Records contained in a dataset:
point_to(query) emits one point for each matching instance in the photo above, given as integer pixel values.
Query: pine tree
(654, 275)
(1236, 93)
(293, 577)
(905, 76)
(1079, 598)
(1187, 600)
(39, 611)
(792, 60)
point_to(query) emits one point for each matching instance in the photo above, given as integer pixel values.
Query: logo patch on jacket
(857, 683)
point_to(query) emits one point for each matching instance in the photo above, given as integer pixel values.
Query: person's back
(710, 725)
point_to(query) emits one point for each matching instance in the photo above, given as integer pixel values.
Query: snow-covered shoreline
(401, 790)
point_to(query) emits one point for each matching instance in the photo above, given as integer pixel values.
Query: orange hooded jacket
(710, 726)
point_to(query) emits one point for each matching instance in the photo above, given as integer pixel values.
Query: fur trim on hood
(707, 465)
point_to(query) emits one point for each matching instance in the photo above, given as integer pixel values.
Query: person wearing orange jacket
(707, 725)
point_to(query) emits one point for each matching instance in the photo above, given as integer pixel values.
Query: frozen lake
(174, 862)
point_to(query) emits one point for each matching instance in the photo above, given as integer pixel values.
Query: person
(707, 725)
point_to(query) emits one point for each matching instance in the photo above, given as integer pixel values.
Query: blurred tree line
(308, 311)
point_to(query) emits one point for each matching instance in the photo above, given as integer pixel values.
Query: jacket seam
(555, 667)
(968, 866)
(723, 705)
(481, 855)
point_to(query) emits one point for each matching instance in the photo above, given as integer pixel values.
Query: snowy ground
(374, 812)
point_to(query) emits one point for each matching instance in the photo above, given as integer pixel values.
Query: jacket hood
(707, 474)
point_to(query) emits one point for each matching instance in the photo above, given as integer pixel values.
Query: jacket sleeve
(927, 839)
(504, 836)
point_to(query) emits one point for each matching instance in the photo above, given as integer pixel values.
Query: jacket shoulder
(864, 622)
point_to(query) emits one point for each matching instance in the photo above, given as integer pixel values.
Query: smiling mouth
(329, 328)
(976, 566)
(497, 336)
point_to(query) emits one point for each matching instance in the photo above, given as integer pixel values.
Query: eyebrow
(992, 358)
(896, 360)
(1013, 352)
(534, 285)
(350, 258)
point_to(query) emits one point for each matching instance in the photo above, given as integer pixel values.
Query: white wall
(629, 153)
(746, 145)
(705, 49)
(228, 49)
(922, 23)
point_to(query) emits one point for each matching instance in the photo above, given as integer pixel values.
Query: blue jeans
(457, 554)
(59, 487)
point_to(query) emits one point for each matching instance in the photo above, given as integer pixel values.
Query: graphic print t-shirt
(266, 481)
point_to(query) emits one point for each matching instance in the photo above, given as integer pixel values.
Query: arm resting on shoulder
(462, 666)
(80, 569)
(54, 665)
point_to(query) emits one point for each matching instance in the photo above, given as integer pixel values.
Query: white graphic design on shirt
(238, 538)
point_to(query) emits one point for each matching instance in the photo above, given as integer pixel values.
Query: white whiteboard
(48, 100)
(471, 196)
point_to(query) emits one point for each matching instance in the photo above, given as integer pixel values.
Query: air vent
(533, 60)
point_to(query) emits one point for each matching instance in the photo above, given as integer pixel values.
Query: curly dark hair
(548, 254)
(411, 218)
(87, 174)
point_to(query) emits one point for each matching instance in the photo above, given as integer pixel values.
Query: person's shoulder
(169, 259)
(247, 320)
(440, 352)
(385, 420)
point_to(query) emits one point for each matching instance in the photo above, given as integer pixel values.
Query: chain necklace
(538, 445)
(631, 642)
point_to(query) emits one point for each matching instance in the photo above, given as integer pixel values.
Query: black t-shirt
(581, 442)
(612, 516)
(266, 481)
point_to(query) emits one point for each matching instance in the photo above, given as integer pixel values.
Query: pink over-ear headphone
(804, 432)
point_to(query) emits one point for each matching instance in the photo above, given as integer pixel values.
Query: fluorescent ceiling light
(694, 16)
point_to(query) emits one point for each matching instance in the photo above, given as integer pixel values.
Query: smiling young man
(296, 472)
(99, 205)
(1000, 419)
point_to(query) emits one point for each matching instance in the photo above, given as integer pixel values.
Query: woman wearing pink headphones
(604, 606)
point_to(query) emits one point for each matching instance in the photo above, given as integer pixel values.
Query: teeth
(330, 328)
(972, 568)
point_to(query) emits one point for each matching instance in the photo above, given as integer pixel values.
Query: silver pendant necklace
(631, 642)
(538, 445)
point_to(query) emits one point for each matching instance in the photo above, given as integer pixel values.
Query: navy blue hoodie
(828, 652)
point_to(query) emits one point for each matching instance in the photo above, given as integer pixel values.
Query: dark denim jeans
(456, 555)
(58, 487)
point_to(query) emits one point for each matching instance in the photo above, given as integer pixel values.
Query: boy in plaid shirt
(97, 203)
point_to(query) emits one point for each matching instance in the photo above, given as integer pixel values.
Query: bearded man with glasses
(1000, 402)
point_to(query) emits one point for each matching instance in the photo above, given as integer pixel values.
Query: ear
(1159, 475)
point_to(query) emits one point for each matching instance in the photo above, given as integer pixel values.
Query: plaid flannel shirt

* [To do]
Produce an exact repeat of the lines from the one containing "Query: teeth" through the last line of the data, and nothing more.

* [Response to the exercise]
Query: teeth
(330, 328)
(972, 568)
point_to(query) emits one point for each matching instance in the photo above, given as integer pixel values.
Query: silver pendant necklace
(631, 642)
(538, 445)
point_to(query) emits one point for each matching instance in the photo above, given as integer pixel values.
Query: navy blue hoodie
(828, 652)
point_to(query) emits one point for each matching instance in the photo above, given as integer pixel values.
Query: dark denim jeans
(456, 555)
(58, 487)
point_to(query) emits one point for each matching instance in the photo above, given as integer pixel values.
Query: boy in plaid shirt
(97, 203)
point_to(query) emits one point for each matching instance in the photo above, given as integer pixel values.
Query: bearded man with glasses
(1000, 402)
point_to(query) emits one point for each matching instance in the photo above, given as integer pixel values.
Query: ear
(1159, 475)
point_to(query) emits one point for each matching instance in the photo above, given as integer pixel values.
Query: plaid flannel shirt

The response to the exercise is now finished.